6. Other Call Control Issues

6.1 Transparent feature interaction

   Combinations of features must work in SIP call control.  For
   example, let us examine the combination of a transfer of a call
   which is conferenced.

   Alice calls Bob.  Alice silently "conferences in" her robotic
   assistant Albert as a hidden party.  Bob transfers Alice to Carol.
   If Bob asks Alice to Replace her leg with a new one to Carol then
   both Alice and Albert should be communicating with Carol
   (transparently).

   Using the peer-to-peer model, this combination of features works
   fine if A is doing local mixing (Alice replaces Bob's call-leg with
   Carol's), or if A is using a central mixer (the mixer replaces Bob's
   call leg with Carol's).  A clever implementation using the 3pcc
   model can generate similar results.

   New extensions to the SIP Call Control Framework should attempt to
   preserve this property.

6.2 Presenting information to the user or application

   Participants should have access to the names of the other
   participants in a conversation space, so that this information can
   be rendered to a human user or processed by an automaton.  Although
   some of this information may be available from To, From, Remote-
   Party-Id, or other SIP headers, another mechanism of reporting this
   information may be necessary.  [The author believes that the data
   reported by RTCP is insufficient for these purposes.]

   For example, a mixer involved in a conversation space may wish to
   provide URLs for conference status, and/or conference/floor control.

6.3 Use of different mixing models

   Several conferencing models are discussed in [conf-models].  For
   brevity, only the two most popular conferencing models are
 Mahy                     Expires: Jan 2002                         8

                      Call Control Model for SIP


   significantly discussed in this document (local and centralized
   mixing).  Applications of the conversation spaces model to
   distributed full mesh and multicast conferences are left as an
   exercise for the reader.
   Note that a distributed full mesh conference can be used for basic
   conferences, but does not allow for more complex conferencing
   actions like splitting, joining, and forking.

   Call control features should be designed to allow a mixer (local or
   centralized) to decide when to reduce a conference back to a 2-party
   call, or drop all the participants (for example if only two
   automatons are communicating).

Task requirements:
[A] Output the passage of the SIP call control excerpt from "Note that a" to "joining, and forking.", copied word for word.
[B] Continue the SIP call control excerpt with the next part, starting after its final sentence.
The data after this line is not needed.

Data provided:
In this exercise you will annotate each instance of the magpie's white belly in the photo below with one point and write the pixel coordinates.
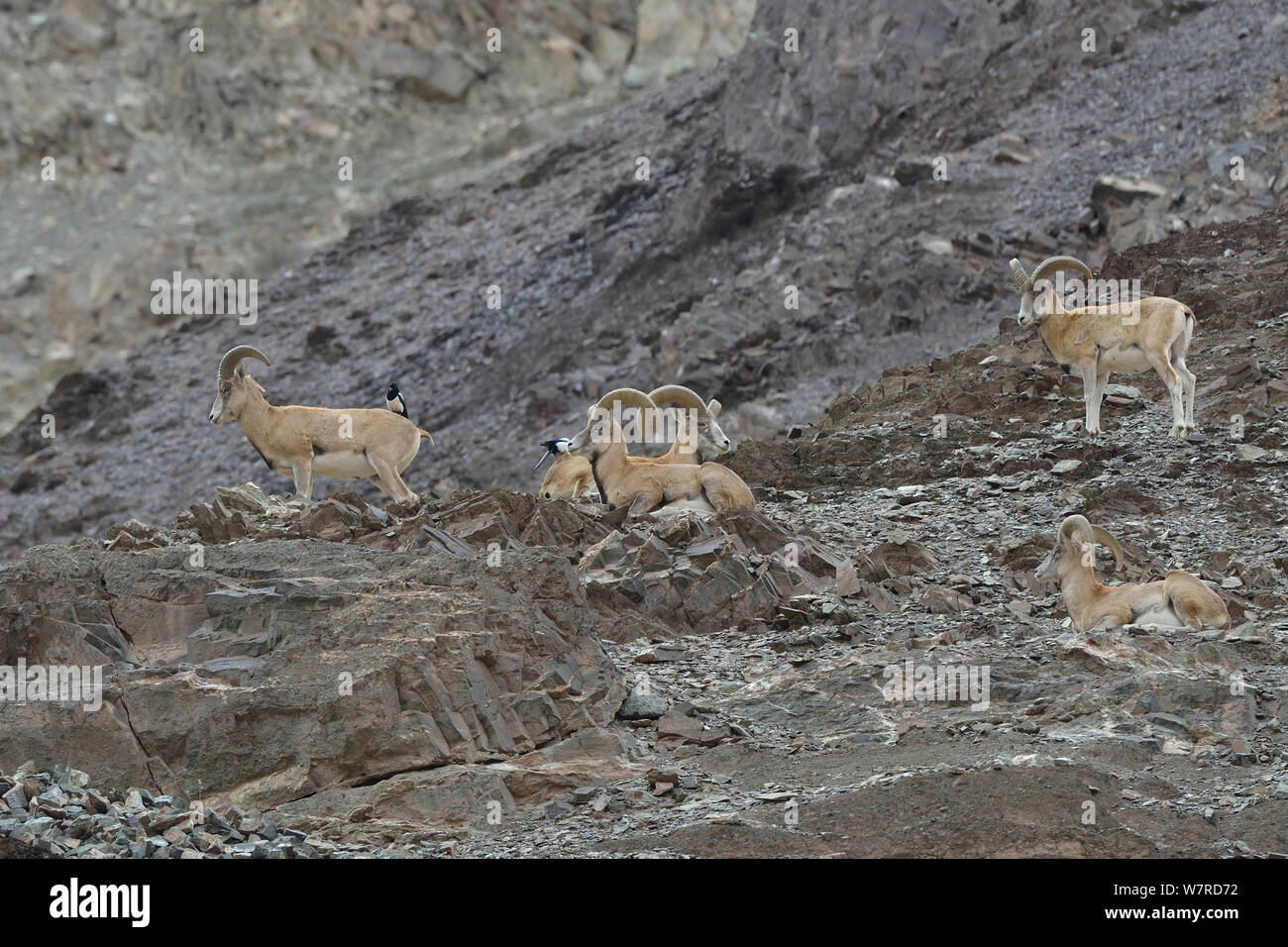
(343, 466)
(1129, 360)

Results of the exercise:
[A]
Note that a distributed full mesh conference can be used for basic
   conferences, but does not allow for more complex conferencing
   actions like splitting, joining, and forking.

[B]
   The actual heuristics used to release calls are beyond the scope of
   this document, but may depend on properties in the conversation
   space, such as the number of active, passive, or hidden
   participants; and the send-only, receive-only, or send-and-receive
   orientation of various participants.

6.4 Effect when one user is represented by multiple UAs in same call

   Multiple participants in the same conversation space may represent
   the same human user.  For example, the user may use one participant
   for video, chat, and whiteboard media on a PC and another for audio
   media on a SIP phone.  In addition, human users may add robot
   participants which act on their behalf (for example a
   call recording service, or a calendar reminder).  Call Control
   features in SIP should continue to function as expected in such an
   environment.

6.5 "Special" participants

   Call control implementation are encouraged to make intelligent
   decisions based on the type of participants (active/passive, hidden,
   human/robot) in a conversation space.  Currently there is no
   standard way to convey this information about participants in a
   conversation space, but work in this area is encouraged.

   For example, a music on hold service may take the sensible approach
   that if there are two or more unhidden participants, it should not
   provide hold music; or that it will not send hold music to robots.

6.6 Billing issues

   Billing in PSTN is typically based on who initiated a call.  At the
   moment billing in a SIP network is neither consistent with itself,
   nor with the PSTN.  (A billing model for SIP should allow for both
   PSTN-style billing, and non-PSTN billing.)  The example below
   demonstrates one such inconsistency.

   Alice places a call to Bob.  Alice then blind transfers Bob to Carol
   through a PSTN gateway.  In current usage of REFER and BYE/Also, Bob
   may be billed for a call he did not initiate (his UA originated the
 Mahy                     Expires: Jan 2002                         9

                      Call Control Model for SIP


   outgoing call leg however).  This is not necessarily a terrible
   thing, but it demonstrates a security concern (Bob must have
   appropriate local policy to prevent fraud).  Also, Alice may wish to
   pay for Bob's session with Carol.  There should be a way to signal
   this in SIP.

   Likewise a Replacement call may maintain the same billing
   relationship as a Replaced call, so if Alice first calls Carol, then
   asks Bob to Replace this call, Alice may continue to receive a bill.

   Further work in SIP billing should define a way to set or discover
   the direction of billing.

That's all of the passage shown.